**EXERCISE INPUTS**
◇ ◇ ◇ ◇
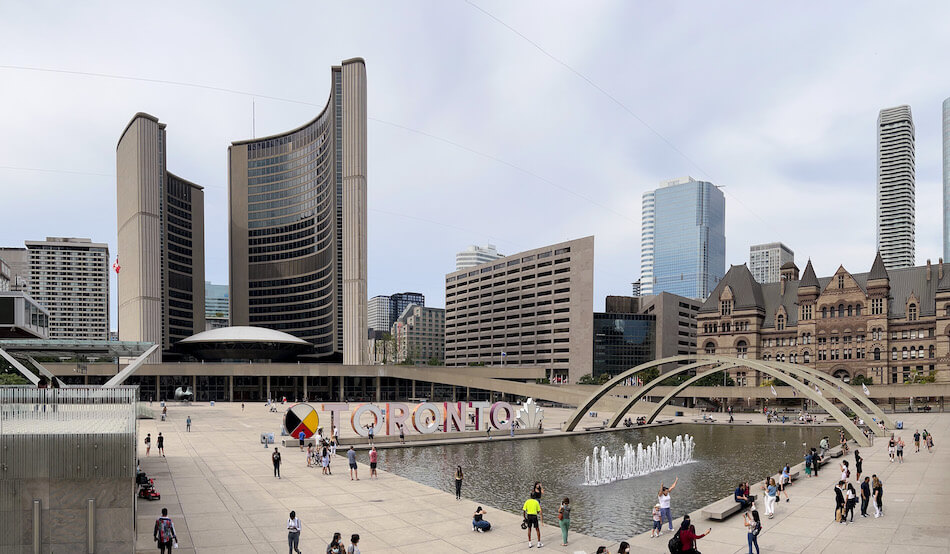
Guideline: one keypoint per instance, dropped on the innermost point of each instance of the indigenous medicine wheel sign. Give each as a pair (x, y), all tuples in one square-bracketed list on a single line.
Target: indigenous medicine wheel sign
[(301, 417)]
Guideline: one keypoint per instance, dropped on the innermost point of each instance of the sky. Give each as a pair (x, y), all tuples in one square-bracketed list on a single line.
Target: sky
[(520, 124)]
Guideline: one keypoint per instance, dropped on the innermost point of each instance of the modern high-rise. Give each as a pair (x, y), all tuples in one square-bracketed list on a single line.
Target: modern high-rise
[(896, 192), (530, 308), (298, 225), (946, 179), (475, 255), (766, 261), (161, 241), (683, 241), (70, 278)]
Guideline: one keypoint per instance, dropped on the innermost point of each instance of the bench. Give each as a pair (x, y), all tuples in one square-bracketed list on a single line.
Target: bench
[(724, 508)]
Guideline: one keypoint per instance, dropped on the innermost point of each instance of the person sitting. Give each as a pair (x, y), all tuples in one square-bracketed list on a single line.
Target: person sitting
[(742, 496), (478, 522)]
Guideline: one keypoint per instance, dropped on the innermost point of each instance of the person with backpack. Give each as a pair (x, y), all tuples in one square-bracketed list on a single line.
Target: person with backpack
[(164, 533), (755, 527)]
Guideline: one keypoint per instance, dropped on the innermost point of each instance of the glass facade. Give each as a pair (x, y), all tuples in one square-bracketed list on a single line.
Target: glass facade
[(685, 253), (622, 341)]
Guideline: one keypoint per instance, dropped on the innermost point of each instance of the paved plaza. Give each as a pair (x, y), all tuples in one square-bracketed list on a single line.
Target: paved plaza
[(217, 483)]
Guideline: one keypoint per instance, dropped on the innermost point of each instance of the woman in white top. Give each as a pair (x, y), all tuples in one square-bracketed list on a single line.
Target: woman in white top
[(293, 533)]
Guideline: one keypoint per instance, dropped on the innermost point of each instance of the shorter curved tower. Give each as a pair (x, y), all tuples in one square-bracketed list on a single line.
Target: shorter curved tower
[(298, 225)]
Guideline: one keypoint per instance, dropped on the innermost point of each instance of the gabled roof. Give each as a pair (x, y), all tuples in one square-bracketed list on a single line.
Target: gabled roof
[(878, 271)]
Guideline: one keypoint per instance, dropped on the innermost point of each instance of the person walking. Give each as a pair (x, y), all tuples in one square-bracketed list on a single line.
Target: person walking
[(755, 527), (275, 458), (373, 458), (877, 492), (351, 458), (458, 482), (293, 533), (531, 510), (164, 533), (564, 519), (865, 496), (664, 500)]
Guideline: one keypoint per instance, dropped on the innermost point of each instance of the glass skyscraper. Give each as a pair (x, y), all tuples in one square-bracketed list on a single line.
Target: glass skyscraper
[(683, 241)]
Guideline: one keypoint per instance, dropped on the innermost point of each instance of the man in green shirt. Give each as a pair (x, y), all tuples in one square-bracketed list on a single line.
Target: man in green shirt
[(533, 517)]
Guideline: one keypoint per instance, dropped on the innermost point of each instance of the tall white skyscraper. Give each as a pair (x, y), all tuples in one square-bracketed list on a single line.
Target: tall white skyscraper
[(896, 194), (946, 180), (766, 261), (474, 255), (70, 278)]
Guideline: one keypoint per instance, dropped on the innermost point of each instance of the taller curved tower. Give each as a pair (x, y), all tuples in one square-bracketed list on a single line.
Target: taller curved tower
[(297, 212)]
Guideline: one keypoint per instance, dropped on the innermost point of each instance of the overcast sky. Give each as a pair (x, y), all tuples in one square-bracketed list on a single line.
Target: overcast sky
[(777, 102)]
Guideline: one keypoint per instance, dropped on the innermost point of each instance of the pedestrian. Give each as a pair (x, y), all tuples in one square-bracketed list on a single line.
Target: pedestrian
[(755, 527), (839, 502), (865, 496), (336, 545), (293, 533), (771, 495), (564, 519), (531, 510), (351, 458), (877, 491), (478, 521), (851, 498), (354, 544), (164, 533), (664, 500)]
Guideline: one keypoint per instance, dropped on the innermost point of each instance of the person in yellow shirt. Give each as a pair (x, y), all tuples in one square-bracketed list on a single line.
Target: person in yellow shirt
[(533, 517)]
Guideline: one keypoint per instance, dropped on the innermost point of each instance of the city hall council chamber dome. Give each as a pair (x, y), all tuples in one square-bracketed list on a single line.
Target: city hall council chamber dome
[(243, 344)]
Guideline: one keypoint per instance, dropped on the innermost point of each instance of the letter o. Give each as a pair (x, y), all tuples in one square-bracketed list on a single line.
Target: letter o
[(419, 423)]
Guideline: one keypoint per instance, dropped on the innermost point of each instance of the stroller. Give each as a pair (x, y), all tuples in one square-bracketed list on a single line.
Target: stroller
[(146, 487)]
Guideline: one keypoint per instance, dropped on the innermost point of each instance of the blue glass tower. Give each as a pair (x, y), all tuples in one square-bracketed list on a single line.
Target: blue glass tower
[(683, 243)]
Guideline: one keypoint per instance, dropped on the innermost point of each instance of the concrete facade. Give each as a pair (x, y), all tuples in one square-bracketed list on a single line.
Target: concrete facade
[(297, 212), (70, 278), (160, 241), (534, 307)]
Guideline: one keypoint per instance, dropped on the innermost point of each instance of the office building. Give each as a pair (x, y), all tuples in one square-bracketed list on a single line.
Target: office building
[(946, 180), (896, 194), (217, 306), (766, 261), (530, 308), (420, 335), (378, 318), (476, 255), (161, 241), (675, 323), (888, 325), (297, 210), (683, 242), (70, 278)]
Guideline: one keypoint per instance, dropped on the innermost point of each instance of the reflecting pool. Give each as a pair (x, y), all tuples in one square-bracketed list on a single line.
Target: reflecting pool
[(501, 473)]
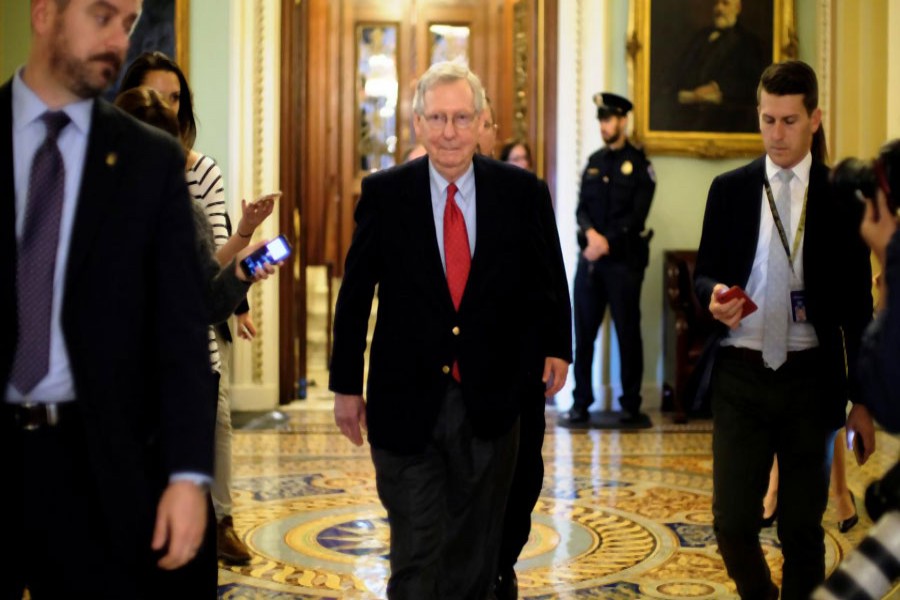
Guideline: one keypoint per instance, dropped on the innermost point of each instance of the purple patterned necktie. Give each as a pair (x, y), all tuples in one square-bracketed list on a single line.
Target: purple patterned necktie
[(37, 257)]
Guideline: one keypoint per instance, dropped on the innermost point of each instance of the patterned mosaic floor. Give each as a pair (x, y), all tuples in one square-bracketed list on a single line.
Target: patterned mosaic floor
[(622, 515)]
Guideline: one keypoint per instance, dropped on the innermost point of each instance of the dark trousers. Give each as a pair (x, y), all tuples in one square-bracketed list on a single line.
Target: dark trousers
[(759, 414), (63, 545), (445, 508), (598, 284), (528, 479)]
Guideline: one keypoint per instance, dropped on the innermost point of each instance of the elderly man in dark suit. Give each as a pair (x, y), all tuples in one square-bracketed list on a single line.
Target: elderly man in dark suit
[(780, 384), (106, 423), (469, 321)]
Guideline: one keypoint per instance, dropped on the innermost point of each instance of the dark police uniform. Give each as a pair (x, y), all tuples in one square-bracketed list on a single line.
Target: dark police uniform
[(616, 191)]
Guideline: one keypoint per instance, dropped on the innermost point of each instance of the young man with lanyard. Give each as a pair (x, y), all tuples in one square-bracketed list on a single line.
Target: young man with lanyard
[(779, 385)]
◇ ◇ ◇ ◇
**PROBLEM REQUIREMENTS**
Give all entries again verbatim, without any images.

**FINISHED TASK**
Guideline: one keypoint per instance, dropped on the innermost point of each instance of the indigenous medicine wheel sign. Give each as a pair (x, y), all tuples in one square-bracketed list on a single line.
Target: indigenous medicine wheel sign
[(301, 417)]
Guideline: one keypoint per instance, dropped on the innermost point of each instance of the sky. Give each as a pair (x, y), all tuples in one square-bracketed list on a single line.
Target: sky
[(520, 124)]
Guideline: one keypoint per instance, dropped on the innermost point of each instance of the modern high-rise. Give each as a pair (x, y), all tuples in one square-bracketed list on a single line.
Target: modern high-rise
[(896, 192), (530, 308), (298, 225), (946, 179), (475, 255), (766, 261), (161, 241), (683, 241), (70, 278)]
Guideline: one keypoint per instance, dropped on the innermost point of each instance of the bench. Give each as a pair (x, y), all tuples in one square-bracketed list on a single line.
Target: bench
[(724, 508)]
Guideline: one keypoint per instance, dropped on the innermost point of each instance of the person sitting. Give each as a pair (x, y), all tuples in one square-bracketed list on a single line.
Target: person sitting
[(742, 496), (478, 522)]
Guideline: one keypoint per instance, dropped on the innermost point of each instance of the person with backpack. Give each as a pair (x, y), all tuples in one square-bracketed list on a single line.
Target: person with backpack
[(164, 533), (755, 527)]
Guideline: one keypoint per instance, dropped on the innermost point of each instance of the glass facade. Give each as a pair (x, y), all tuples in one square-bracketed list on a single line.
Target: glass facade
[(685, 253), (622, 341)]
Guideline: one keypoint per instance, dropped on the innermost point of each instance of the paved plaza. Give each as a pair (x, y), all tuples in one square-bracketed list on a single line.
Target: paved plaza
[(217, 483)]
Guideline: one keypoint per instance, dropped on the innermost point of each instance of the woman in white top. Give each as a pair (x, y), all tuples in one square-bracketed list on a single line.
Target: woman in white top
[(293, 533)]
Guideline: one keypoint per instance, dropped on the innermost point of each instance of the shorter curved tower. Give each as a pair (x, y), all tuples in one square-bracketed list on a single line.
Target: shorter curved tower
[(298, 225)]
Guideline: one keypoint per instance, dropped on the innermost point of each instance of the gabled roof. Give each as a pair (x, y), all tuples in one square-bracketed list on a single line.
Target: gabled roof
[(878, 271)]
Guideline: one keypoint per instance, dropped on the innermost point of each instance of the person walking. Give each as a pair (x, y), all tuples in one square-bracketed list on a single line.
Target: person walking
[(755, 527), (275, 458), (373, 458), (877, 492), (351, 458), (458, 482), (293, 533), (531, 510), (164, 533), (564, 519), (865, 496), (664, 500)]
Guideline: one keypoint per instance, dropped on the innermost point of each instance of the glass skyscraper. Give each as a pair (x, y), all tuples in one square-bracketed list on a single line.
Target: glass skyscraper
[(683, 241)]
Guideline: one keypoint per instance, dropped on the innermost point of each instance of the man in green shirt. Give each as a pair (x, y), all tuples in one square-bracketed list on a single line.
Target: man in green shirt
[(533, 517)]
Guideline: one keypoint per instance, dropped on the innermost point of each instance of the tall white skyscraper. Give each as a pair (x, y), all tuples in one square-bracketed list on a single line.
Target: tall white skyscraper
[(896, 194), (946, 180), (766, 261), (474, 255), (70, 278)]
Guideline: one keypoint per instance, dropped on the innermost point of each instance of the taller curved tower. Give each as a pair (x, y), all tuples in one square-bracketed list on a single line.
Target: taller curved tower
[(297, 212)]
Guideline: one keypoint per instance, dropped on the innermost point of each instance of the overcast sky. Give each as a pair (x, y), all tuples in one square-bracketed list on a single line.
Target: overcast sky
[(777, 102)]
Guideline: one keypoint per instance, dropped on the innermost point of each instance of the pedestrian. Give each as a pair (x, y), all tuples in one square-bracketed list on a single line.
Target: pedestrian
[(755, 527), (839, 502), (865, 496), (336, 545), (293, 533), (771, 495), (564, 519), (531, 510), (351, 458), (877, 491), (478, 521), (851, 498), (354, 544), (164, 533), (664, 500)]
Guideline: one keypoint per instance, dropped on the innermost point of each instance of the person in yellow shirt. Give each as a pair (x, y), all tuples in one square-bracketed list on a single line.
Target: person in yellow shirt
[(533, 517)]
Guideline: one keypoint per instance, dropped on the innermost point of each instance of the city hall council chamber dome. Give each as a pair (x, y), all tuples in one square-bracketed list on a single line.
Target: city hall council chamber dome
[(243, 344)]
Guideline: one keypoint per instance, dropped on the innermost point of each instance of the letter o. Give each as a pair (x, y), all tuples in one square-bracketed list on a single line.
Target: letter o
[(419, 423)]
Guideline: one keypoint per instance, dropped on the innermost point of each instance of the stroller. Give each as a pair (x, y), all tuples in one square-bracketed list on a single line.
Target: stroller
[(146, 487)]
Guideline: one keypoint per instance, dropped on the innermost point of each instance of the blue glass tower. Give each as a pair (x, y), all tuples in one square-bracketed list on a single line.
Target: blue glass tower
[(683, 243)]
Guideline: one keypoint per instance, dropped on the innermost point of each instance of the concrete facade. Give each as a pair (x, y), all tuples in one square-bracketed list on a single line.
Target: concrete facade
[(297, 212), (70, 278), (160, 241), (534, 307)]
Guideline: one keypoint per instance, dropped on the innermost point of each instance of the office building. Give each as a pair (x, y), all tuples in one square-bracketed list on a single line.
Target: office building
[(946, 180), (896, 194), (217, 306), (766, 261), (530, 308), (420, 335), (378, 318), (476, 255), (161, 241), (675, 323), (888, 325), (297, 210), (683, 242), (70, 278)]
Guideline: one keypoint per instance, dropped on the innermost point of each instance of the reflecting pool. Give each as a pair (x, y), all tuples in one square-bracketed list on a single line.
Target: reflecting pool
[(501, 473)]
Guideline: one keypoint per instance, dropped on the innermost point of each instance of the purple patterned necktie. Give each as a pair (x, y), all tuples in one square-bracketed list on a single line.
Target: purple patterned necktie
[(37, 257)]
Guideline: one keypoint per instance, dropped on the innermost point of each instance of the patterned mosaic floor. Give each as a pair (x, y), all tuples in one square-bracketed list on a single line.
Target: patterned mosaic floor
[(622, 515)]
Guideline: one keypoint per instance, dropped on the innermost point of each instance of the dark trousers. Give each as a pair (x, y), all tuples in one square-bracketed list on a single line.
Target: dark trousers
[(759, 414), (63, 545), (445, 508), (598, 284), (528, 479)]
Guideline: one keypoint per instance, dropped on the innermost point of each instance of the elderly man in dark suit. Give each as a pair (x, y), all tuples in one square-bracketed list on a single line.
Target: elderly man in dark suit
[(780, 384), (106, 423), (469, 321)]
Guideline: one keypoint per instance, dropped on the innermost point of each instance of the dark police uniform. Give each as a pair (x, y), all tuples in one square-bracketed list on a single line.
Target: dark police uniform
[(616, 191)]
Guideline: one keypoint per instance, dropped on the innermost point of each instance of the young man with lanyard. Give each as a pair (x, y), all tuples in one square-bracketed list on a single line.
Target: young man with lanyard
[(779, 385)]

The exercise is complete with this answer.